---------- Exercise inputs ----------

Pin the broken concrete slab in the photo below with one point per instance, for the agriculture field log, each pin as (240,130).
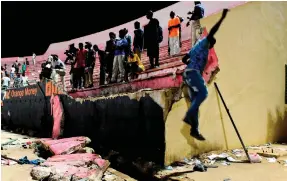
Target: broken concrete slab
(71,167)
(65,145)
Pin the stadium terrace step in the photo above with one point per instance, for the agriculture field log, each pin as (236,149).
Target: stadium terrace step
(167,63)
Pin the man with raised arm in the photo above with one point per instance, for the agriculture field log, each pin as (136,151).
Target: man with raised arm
(196,61)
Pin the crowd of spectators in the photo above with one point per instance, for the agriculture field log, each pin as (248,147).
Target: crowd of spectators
(120,61)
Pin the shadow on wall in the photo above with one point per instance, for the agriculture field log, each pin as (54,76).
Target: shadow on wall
(277,126)
(197,147)
(134,128)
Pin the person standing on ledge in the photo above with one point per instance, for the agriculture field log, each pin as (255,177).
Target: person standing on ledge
(196,61)
(173,35)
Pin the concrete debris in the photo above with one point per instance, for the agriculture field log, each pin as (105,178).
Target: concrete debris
(271,160)
(65,145)
(7,162)
(71,167)
(255,158)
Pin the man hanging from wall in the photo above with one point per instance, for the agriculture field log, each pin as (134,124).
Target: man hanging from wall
(196,61)
(173,36)
(103,63)
(90,64)
(120,53)
(34,58)
(59,68)
(138,39)
(196,15)
(80,67)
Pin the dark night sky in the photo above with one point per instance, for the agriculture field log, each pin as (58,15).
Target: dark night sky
(31,26)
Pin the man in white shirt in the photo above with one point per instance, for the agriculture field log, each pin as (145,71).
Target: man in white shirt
(24,80)
(12,72)
(59,68)
(34,58)
(5,85)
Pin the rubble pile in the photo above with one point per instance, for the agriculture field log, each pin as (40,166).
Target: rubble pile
(258,153)
(67,164)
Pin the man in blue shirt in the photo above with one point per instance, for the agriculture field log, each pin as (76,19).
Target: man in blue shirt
(138,39)
(196,15)
(121,44)
(196,61)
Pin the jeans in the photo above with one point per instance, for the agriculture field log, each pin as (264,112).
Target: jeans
(198,93)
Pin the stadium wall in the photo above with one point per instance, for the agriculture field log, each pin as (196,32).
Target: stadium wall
(251,45)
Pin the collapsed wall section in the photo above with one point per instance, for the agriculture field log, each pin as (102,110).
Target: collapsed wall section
(132,124)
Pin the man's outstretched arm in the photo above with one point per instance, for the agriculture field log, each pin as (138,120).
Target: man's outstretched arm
(215,28)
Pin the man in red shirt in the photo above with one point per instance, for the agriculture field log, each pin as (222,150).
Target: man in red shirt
(80,67)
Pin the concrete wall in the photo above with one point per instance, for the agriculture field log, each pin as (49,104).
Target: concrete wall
(251,48)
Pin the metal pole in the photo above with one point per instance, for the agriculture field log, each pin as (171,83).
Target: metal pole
(227,110)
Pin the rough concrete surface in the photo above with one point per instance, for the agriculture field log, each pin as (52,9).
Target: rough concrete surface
(251,37)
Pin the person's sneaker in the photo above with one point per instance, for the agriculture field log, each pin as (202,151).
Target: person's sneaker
(197,136)
(186,120)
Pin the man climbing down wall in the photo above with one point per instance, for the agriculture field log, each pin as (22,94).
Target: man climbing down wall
(196,61)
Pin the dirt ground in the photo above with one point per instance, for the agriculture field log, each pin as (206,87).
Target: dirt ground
(235,172)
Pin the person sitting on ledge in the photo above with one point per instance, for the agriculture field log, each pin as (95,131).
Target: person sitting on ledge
(135,65)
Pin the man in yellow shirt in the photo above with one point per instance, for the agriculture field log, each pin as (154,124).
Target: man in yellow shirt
(173,28)
(135,65)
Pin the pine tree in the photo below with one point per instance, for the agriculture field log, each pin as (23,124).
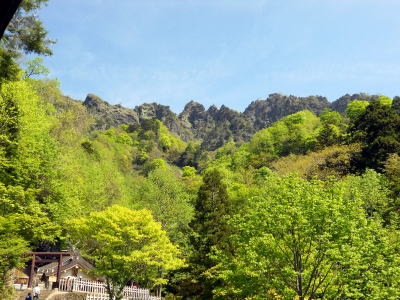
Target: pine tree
(210,228)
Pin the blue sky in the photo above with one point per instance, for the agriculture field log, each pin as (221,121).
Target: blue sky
(223,51)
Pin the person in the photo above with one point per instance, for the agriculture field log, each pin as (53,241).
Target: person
(36,292)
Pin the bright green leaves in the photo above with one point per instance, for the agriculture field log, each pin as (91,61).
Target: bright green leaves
(125,245)
(302,239)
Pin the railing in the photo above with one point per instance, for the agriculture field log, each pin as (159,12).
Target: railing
(97,290)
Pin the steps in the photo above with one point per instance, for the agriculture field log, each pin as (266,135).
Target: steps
(20,295)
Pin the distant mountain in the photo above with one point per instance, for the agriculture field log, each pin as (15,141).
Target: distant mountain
(215,126)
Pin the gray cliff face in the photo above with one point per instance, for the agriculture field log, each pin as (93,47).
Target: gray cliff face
(263,113)
(215,126)
(107,115)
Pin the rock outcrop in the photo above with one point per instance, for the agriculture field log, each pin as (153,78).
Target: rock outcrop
(215,126)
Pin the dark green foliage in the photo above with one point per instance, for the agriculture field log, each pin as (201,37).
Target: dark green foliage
(212,209)
(378,131)
(26,32)
(9,70)
(396,104)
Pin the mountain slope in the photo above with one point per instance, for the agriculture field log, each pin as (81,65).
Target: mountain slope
(214,126)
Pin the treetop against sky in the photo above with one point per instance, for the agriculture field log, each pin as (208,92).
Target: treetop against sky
(223,52)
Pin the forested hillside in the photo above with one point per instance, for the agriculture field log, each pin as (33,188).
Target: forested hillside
(295,198)
(215,127)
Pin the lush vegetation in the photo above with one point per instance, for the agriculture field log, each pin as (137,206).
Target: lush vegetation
(309,208)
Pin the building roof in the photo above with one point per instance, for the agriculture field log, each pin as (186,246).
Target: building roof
(66,264)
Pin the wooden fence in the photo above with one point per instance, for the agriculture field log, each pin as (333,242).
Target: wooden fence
(97,290)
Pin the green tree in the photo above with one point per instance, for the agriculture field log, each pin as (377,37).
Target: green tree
(166,196)
(125,245)
(292,134)
(12,250)
(378,131)
(26,32)
(210,227)
(305,240)
(356,108)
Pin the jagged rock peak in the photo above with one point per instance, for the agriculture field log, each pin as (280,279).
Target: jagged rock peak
(340,104)
(108,115)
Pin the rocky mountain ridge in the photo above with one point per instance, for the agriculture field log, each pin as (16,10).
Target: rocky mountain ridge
(215,126)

----------

> _How to complete this task_:
Word for word, give the listing above again, but drop any pictures.

> _Response to the task_:
Pin the broken concrete slab in the photo below with one point per instance, for the agriculture field log, each pin as (240,130).
Target: broken concrete slab
(71,167)
(65,145)
Pin the stadium terrace step in the photo above with one point per instance, for the agriculture field log, each pin as (236,149).
Target: stadium terrace step
(167,63)
Pin the man with raised arm in the photo above with one point per instance, for the agriculture field log, each pin as (136,151).
Target: man with raised arm
(196,61)
Pin the crowd of spectators in the photo above with one point per instance, for the agriculture field log, each pin as (248,147).
Target: crowd of spectators
(120,61)
Pin the shadow on wall in the photo above with one point per instance, for the agriculture field log, each pin as (54,76).
Target: shadow on wall
(277,126)
(197,147)
(134,128)
Pin the person standing on ledge in the photo above with one point per instance, for the agriculture field log, each pin as (255,177).
Target: person standing on ledge
(196,61)
(173,35)
Pin the concrete debris in the photo above with one point per instance, for the agriculture field log, each pin as (105,178).
Target: concrete debris
(271,160)
(65,145)
(7,162)
(71,167)
(255,158)
Pin the man hanging from wall in the photo above with one point per instance, for the agriculture field log, each pin as (134,124).
Target: man hanging from wall
(196,61)
(173,36)
(103,63)
(90,64)
(120,53)
(34,58)
(59,68)
(138,39)
(196,15)
(80,67)
Pin the dark night sky in the photo above with one point per instance, for the agriculture field log, each pin as (58,15).
Target: dark night sky
(31,26)
Pin the man in white shirt in the photo above with one point per instance, for the agriculture field log, each pin as (145,71).
Target: man in white shirt
(24,80)
(12,72)
(59,68)
(34,58)
(5,85)
Pin the rubble pile in the photo above with one point per instance, for the agriculture field log, each pin as (40,166).
Target: rubble pile
(258,153)
(67,164)
Pin the man in blue shirt in the photo above with one point per instance, for the agriculture field log, each pin as (76,19).
Target: man in blue shirt
(138,39)
(196,15)
(121,44)
(196,61)
Pin the jeans in the photo above with one point per instance, for the agriculture field log, each pin as (264,112).
Target: jeans
(198,93)
Pin the stadium wall in the photo above with one point per instance, for the agriculture field log, each pin as (196,32).
Target: stadium wall
(251,45)
Pin the collapsed wall section in the photo above with one point per instance, for the agriculture field log, each pin as (102,110).
Target: collapsed wall section
(132,124)
Pin the man's outstretched arm in the photo above with one point per instance, for the agriculture field log, each pin as (138,120).
Target: man's outstretched arm
(215,28)
Pin the man in red shirt in the photo above with one point per instance, for the agriculture field log, each pin as (222,150).
Target: man in red shirt
(80,67)
Pin the concrete wall in the photo above with one point per instance, for the agriculture field log, each pin as (49,104).
Target: concrete wall
(251,48)
Pin the metal pole in the photo above with one point per instance, for the agriculture field log, each pin as (171,83).
Target: metal pole
(227,110)
Pin the rough concrete surface in the photo above with one point per instance, for the agriculture field log, each pin as (52,9).
Target: rough concrete surface
(251,37)
Pin the person's sneaker in the photo above with one point per instance, for the agriculture field log, each pin as (202,151).
Target: person's sneaker
(197,136)
(186,120)
Pin the man climbing down wall in the photo above with one point per instance, for the agriculture field log, each pin as (22,94).
Target: man climbing down wall
(196,61)
Pin the dirt ground in the photo above with one point per instance, for the agriculture field log, each pin as (206,87).
Target: dirt ground
(235,172)
Pin the person sitting on ledge in the photo above with one point per instance, for the agriculture field log, each pin as (95,131).
Target: person sitting on ledge
(135,65)
Pin the man in yellow shirt in the photo above with one point per instance, for the agriculture field log, each pin as (154,124).
Target: man in yellow shirt
(173,28)
(135,65)
Pin the pine tree in the photo below with one point per instance, for the agriculture field log, each pin as (23,124).
Target: pine tree
(210,228)
Pin the blue sky in the photo above with one point per instance, for the agriculture field log, each pin as (221,121).
Target: blue sky
(223,51)
Pin the person in the photo above with one point per instance, for the agriculture field log, each pin as (53,241).
Target: person
(36,292)
Pin the bright green leaves in the photo above with one point per instance, for the agriculture field log, each pin as (91,61).
Target: bright green leaves
(125,245)
(302,239)
Pin the railing in the photo above with one point per instance, for the agriculture field log, each pin as (159,12).
Target: railing
(97,290)
Pin the steps in the photo above with one point per instance, for the agriculture field log, each pin as (266,135).
Target: steps
(20,295)
Pin the distant mountain in the photo above with one point per instance, for the agriculture field log, each pin as (15,141).
Target: distant mountain
(215,126)
Pin the gray cliff face in the photo above with one point per instance, for the agriculture field log, each pin as (93,47).
Target: gray cliff face
(263,113)
(215,126)
(107,115)
Pin the rock outcrop in the photo above with one point per instance, for the agriculture field log, each pin as (153,78).
Target: rock outcrop
(215,126)
Pin the dark green foliage in the photo above with one point per instance, for the agriculture field log, each pin as (201,37).
Target: dark green foliage
(212,209)
(378,131)
(26,32)
(9,70)
(396,104)
Pin the mountain slope in the photo above with one point per instance, for the agriculture field log, each pin as (81,65).
Target: mountain slope
(214,126)
Pin the treetop against sky in the photo above with one point per instance, for the agriculture field log, each pin as (208,92).
Target: treetop against sky
(223,52)
Pin the forested hillside in the photo above with one point per instance, for the agriculture field log, each pin as (33,188).
Target: forested hillside
(295,198)
(215,127)
Pin the lush vegetation in the photo above with one point per instance, for the agriculture field log, each pin as (137,206).
Target: lush vegetation
(309,208)
Pin the building roof in the photo above with one point per instance, for the agriculture field log, each pin as (186,246).
Target: building roof
(66,264)
Pin the wooden fence in the photo above with one point per instance, for the agriculture field log, each pin as (333,242).
Target: wooden fence
(97,290)
Pin the green tree in the photo above with one point per instance, for the agriculture field log, each pin as (377,37).
Target: green tree
(166,196)
(125,245)
(292,134)
(12,250)
(378,131)
(26,32)
(210,227)
(305,240)
(356,108)
Pin the jagged rock peak in the photo above with one point per instance, for the agriculture field log, each pin as (280,279).
Target: jagged rock peak
(340,104)
(108,115)
Pin the rocky mountain ridge in the photo above with one point per instance, for the agriculture field log, each pin as (16,10).
Target: rocky mountain ridge
(215,126)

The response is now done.